** Start EXCERPTED TEXT **

Everyone had that one neighbor when they were growing up who tried to get creative on Halloween by passing out stale popcorn balls in lieu of candy. As the discussion about the childhood obesity epidemic in this country intensifies, Halloween has become a target for parents looking to nip their kids’ sugar problem in the bud. Many parents go to great lengths to deprive their children of GMOs and processed sugars. The results are depressing enough to ruin any Halloween experience.
After cruising the #HealthyHalloween hashtag, we found some some nutritious treats that are spookier than your local haunted house.
Photo via Real Mom Nutrition
What’s the recipe for turning all the neighborhood children against you? Two bananas, Two cups water, one cup pineapple (fresh, frozen, or canned in juice), and two large handfuls spinach or kale. Add a dash of spite for extra taste.

** End EXCERPTED TEXT **
** Start DATA EXCERPTS **

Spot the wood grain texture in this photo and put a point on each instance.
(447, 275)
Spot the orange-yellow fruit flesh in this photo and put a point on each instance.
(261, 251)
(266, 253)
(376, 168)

** End DATA EXCERPTS **

EXERCISE TASKS:
1: For each statement, say whether it agrees with the healthy Halloween text. Answer yes or no, and quote the words of the text that decide it. (a) The recipe calls for two bananas. (b) The treats were found by browsing the #HealthyHalloween hashtag. (c) The recipe uses two cups of pineapple.
2: Proceed with the healthy Halloween text, starting after its last sentence.
These entries have no connection to the healthy Halloween text.

ANSWERS PER TASK:
1:
(a) Yes: "Two bananas"
(b) Yes: "After cruising the #HealthyHalloween hashtag"
(c) No: "one cup pineapple (fresh, frozen, or canned in juice)"

2:
Photo via Frugal Coupon Living
Not only is this jack-o-lantern not actually a pumpkin, but it’s filled with fruit—the very thing children are forced to eat the other 364 days of the year.
Photo via Doctor Doni
One doctor suggested that instead of candy, you can give your children nuts. Yes, nuts. He also suggests beef or turkey jerky, almond butter, or colored pencils. He should change his name to Dr. Evil.
Photo via The Nutrition Mom
You’re basically asking for these to be thrown at your house.
Photo via H3Daily.com
There’s nothing trick-or-treaters love more than panna cotta topped off with a kiwi slice. Enjoy spending an inordinate amount of time slaving over this creation that will go the way of smashed pumpkins.
6) Organic pumpkin puree pouches
Photo via Peter Rabbit Organics
This Halloween, you could surprise the kids in your neighborhood with a pureed veggie blend—perhaps pumpkin, carrot. and apple flavor—from Peter Rabbit Organics. Each pouch is conveniently packaged, making it easy to clean up after the kids splatter it on your porch.
Photo via Princess Pinky Girl
There is no way to make a banana not look like a penis. At best, this is a ghost penis. And clementines have no business anywhere near Halloween. Get back to the lunch room, clementines.
8) Monster mouths
Photo via NetMums
All it takes is two apple slices, some peanut butter and a few yogurt-covered raisins to ensure that no one trick-or-treats at your house ever again.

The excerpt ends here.